> Your objective: Without changing a single character, write out every record below.

((

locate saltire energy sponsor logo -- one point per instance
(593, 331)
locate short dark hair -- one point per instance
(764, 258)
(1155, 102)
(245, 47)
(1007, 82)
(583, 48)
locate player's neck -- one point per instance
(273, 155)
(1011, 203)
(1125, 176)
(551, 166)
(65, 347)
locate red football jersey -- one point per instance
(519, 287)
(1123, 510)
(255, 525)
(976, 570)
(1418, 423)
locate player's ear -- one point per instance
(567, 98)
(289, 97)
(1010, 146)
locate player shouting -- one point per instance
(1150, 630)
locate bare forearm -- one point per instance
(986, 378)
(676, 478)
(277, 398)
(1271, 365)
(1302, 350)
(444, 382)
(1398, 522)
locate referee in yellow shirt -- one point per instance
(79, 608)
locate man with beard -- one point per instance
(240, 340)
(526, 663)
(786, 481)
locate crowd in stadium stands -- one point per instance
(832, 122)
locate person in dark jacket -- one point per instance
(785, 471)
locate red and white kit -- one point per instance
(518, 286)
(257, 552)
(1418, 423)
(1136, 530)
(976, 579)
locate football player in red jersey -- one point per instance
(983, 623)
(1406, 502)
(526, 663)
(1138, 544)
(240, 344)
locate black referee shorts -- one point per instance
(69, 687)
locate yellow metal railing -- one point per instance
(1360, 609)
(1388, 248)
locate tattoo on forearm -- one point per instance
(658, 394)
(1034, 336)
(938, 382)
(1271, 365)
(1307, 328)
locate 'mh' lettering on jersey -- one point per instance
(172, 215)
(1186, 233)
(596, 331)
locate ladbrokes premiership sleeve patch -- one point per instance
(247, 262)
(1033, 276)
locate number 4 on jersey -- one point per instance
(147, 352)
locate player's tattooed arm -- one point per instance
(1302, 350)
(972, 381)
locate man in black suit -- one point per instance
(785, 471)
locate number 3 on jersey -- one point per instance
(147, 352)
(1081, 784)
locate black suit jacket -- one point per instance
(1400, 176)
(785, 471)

))

> Solution to this problem:
locate saltire energy sponsor logo -- one point per instance
(593, 331)
locate short dark hair -- one point per instance
(764, 258)
(1155, 102)
(245, 47)
(1007, 82)
(583, 48)
locate player's neck -- one point per instance
(273, 155)
(1011, 203)
(1125, 176)
(551, 166)
(65, 347)
locate red football jersey -- one point per instance
(519, 287)
(1123, 510)
(255, 525)
(976, 570)
(1418, 423)
locate player's ear -- one point per instance
(567, 98)
(289, 97)
(1010, 146)
locate player shouting -- one point per instance
(1150, 630)
locate bare forearm -- one point per instance
(986, 378)
(676, 478)
(277, 398)
(1271, 365)
(1302, 350)
(444, 382)
(1398, 522)
locate referee in yellow shirt -- one point per instance
(79, 608)
locate man with beard -- one point per instance
(240, 340)
(526, 663)
(786, 481)
locate crowd in stadium stands -- one point per instance
(832, 122)
locate person in dark jacket -- one point per instance
(785, 471)
locate red and white kit -- one point per instance
(518, 286)
(257, 552)
(1418, 423)
(1136, 530)
(976, 579)
locate football player in red jersey -- one point per instance
(983, 623)
(1406, 502)
(526, 663)
(1138, 544)
(240, 344)
locate black referee shorts -- one point per instance
(69, 687)
locate yellow metal railing -- one point per instance
(1360, 609)
(1388, 248)
locate tattoo on forearm -- one point per instance
(658, 394)
(1034, 336)
(938, 382)
(1271, 365)
(1307, 328)
locate 'mh' lettering on jersey -- one point per instance
(172, 215)
(1186, 233)
(596, 331)
locate ladbrokes premiership sleeve patch -- one point per instance
(247, 262)
(1033, 276)
locate number 4 on jersey -- one point per instance
(147, 352)
locate player's tattooed arm -- one point per instance
(1302, 350)
(972, 381)
locate man in black suit -- one point per instance
(785, 471)
locate number 3 on jersey -- one point per instance
(147, 352)
(1081, 784)
locate black suit jacket -- one point per instance
(1400, 176)
(785, 471)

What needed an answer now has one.